#### ENTRIES PROVIDED:
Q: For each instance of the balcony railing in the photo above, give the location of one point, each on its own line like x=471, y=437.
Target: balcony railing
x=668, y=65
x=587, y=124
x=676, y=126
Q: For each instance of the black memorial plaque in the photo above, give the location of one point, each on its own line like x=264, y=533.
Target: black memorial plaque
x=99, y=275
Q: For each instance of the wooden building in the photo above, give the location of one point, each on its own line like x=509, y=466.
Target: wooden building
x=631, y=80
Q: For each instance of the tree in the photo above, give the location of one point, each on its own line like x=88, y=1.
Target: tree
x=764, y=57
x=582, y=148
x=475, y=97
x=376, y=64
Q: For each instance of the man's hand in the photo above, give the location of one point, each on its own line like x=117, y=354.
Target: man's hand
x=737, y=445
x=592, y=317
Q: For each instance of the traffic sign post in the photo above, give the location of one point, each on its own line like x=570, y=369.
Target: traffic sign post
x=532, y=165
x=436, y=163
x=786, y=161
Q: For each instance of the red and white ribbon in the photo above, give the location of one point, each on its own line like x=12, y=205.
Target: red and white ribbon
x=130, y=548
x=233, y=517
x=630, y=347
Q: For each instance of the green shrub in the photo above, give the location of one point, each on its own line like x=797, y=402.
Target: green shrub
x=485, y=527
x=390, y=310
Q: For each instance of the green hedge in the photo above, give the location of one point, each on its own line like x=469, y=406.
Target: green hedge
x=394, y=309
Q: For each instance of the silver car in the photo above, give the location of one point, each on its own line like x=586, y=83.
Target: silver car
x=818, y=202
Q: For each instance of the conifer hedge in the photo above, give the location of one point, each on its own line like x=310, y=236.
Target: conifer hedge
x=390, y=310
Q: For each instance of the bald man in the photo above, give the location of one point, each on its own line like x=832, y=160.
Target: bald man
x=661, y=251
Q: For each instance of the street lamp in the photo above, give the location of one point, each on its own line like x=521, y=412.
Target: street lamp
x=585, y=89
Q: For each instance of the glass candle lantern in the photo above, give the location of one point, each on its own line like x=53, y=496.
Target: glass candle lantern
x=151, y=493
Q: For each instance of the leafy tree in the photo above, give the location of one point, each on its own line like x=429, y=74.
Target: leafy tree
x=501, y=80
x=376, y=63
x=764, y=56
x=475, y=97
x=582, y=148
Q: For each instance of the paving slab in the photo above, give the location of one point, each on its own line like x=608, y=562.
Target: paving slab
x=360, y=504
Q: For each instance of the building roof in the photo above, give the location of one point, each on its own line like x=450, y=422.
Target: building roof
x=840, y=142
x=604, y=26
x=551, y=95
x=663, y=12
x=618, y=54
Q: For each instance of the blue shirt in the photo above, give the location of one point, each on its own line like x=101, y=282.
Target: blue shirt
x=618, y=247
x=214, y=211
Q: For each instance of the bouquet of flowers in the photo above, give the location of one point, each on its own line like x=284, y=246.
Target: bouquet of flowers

#### DIRECTIONS FOR THIS TASK:
Your response should consist of the full listing, repeated exactly.

#### WRITTEN ANSWER:
Q: For each instance of the balcony railing in the photo above, give the location of one point, each on its own line like x=471, y=437.
Target: balcony railing
x=668, y=65
x=587, y=124
x=676, y=126
Q: For each instance of the black memorial plaque in the photo above, give the location of one point, each on its own line like x=264, y=533.
Target: black memorial plaque
x=99, y=275
Q: For each instance of the wooden building in the photo above, give the location of one point, each on its own line like x=509, y=466.
Target: wooden building
x=631, y=80
Q: For each instance of the tree in the photo above, give the location of one point, each on its own line like x=88, y=1.
Target: tree
x=764, y=57
x=582, y=148
x=475, y=97
x=376, y=64
Q: For each instance of the man's hand in the photo above, give the location of one point, each on its own line like x=117, y=354.
Target: man's hand
x=737, y=445
x=592, y=317
Q: For each instance of the traffic sign post in the photo above, give the location of one point, each on its own line like x=570, y=369.
Target: traffic sign post
x=532, y=165
x=436, y=163
x=786, y=161
Q: For each instance of the red and white ribbon in the photo above, give the location of one point, each on its own line like x=12, y=205.
Target: red and white ribbon
x=130, y=548
x=233, y=517
x=630, y=347
Q: For each instance of the green shrub in the photo above, give the location of one point, each on its own line like x=797, y=402.
Target: green shrub
x=485, y=527
x=390, y=310
Q: For each instance of the green hedge in the photo above, give the location of one point, each on its own line like x=469, y=406.
Target: green hedge
x=394, y=309
Q: For each instance of the silver car in the photo above, give the location of one point, each on its own line like x=586, y=83.
Target: silver car
x=818, y=202
Q: For each instance of the conifer hedge in the photo above, give the location of one point, each on its own line like x=310, y=236.
Target: conifer hedge
x=390, y=310
Q: For each instance of the bald man in the photo above, give the location of one point, each on its own line like x=832, y=160.
Target: bald man
x=661, y=251
Q: For each instance of the street lamp in the photo above, give the location of one point, each on its own line like x=521, y=412.
Target: street lamp
x=585, y=89
Q: For each instance of the glass candle lantern in the photo above, give the location of one point, each on its own line like x=53, y=496.
Target: glass candle lantern
x=151, y=493
Q: For each instance of the leafy tree in the photo above, give the location of one point, each on its own line like x=429, y=74.
Target: leafy tree
x=501, y=80
x=376, y=63
x=764, y=56
x=475, y=97
x=582, y=148
Q: For each instance of the paving slab in the photo above, give the location of one point, each on its own line like x=608, y=562.
Target: paving slab
x=360, y=504
Q: For each instance of the building roof in the photo above, give the location of one point, each on its own line like x=450, y=422.
Target: building roof
x=840, y=142
x=604, y=26
x=551, y=95
x=663, y=12
x=618, y=54
Q: For each instance of the blue shirt in the photo above, give the location of one point, each on its own line like x=101, y=282.
Target: blue shirt
x=618, y=247
x=214, y=211
Q: For each instance of the bouquet of flowers in the photo above, give the location of one point, each on its own line like x=284, y=246.
Target: bouquet of flowers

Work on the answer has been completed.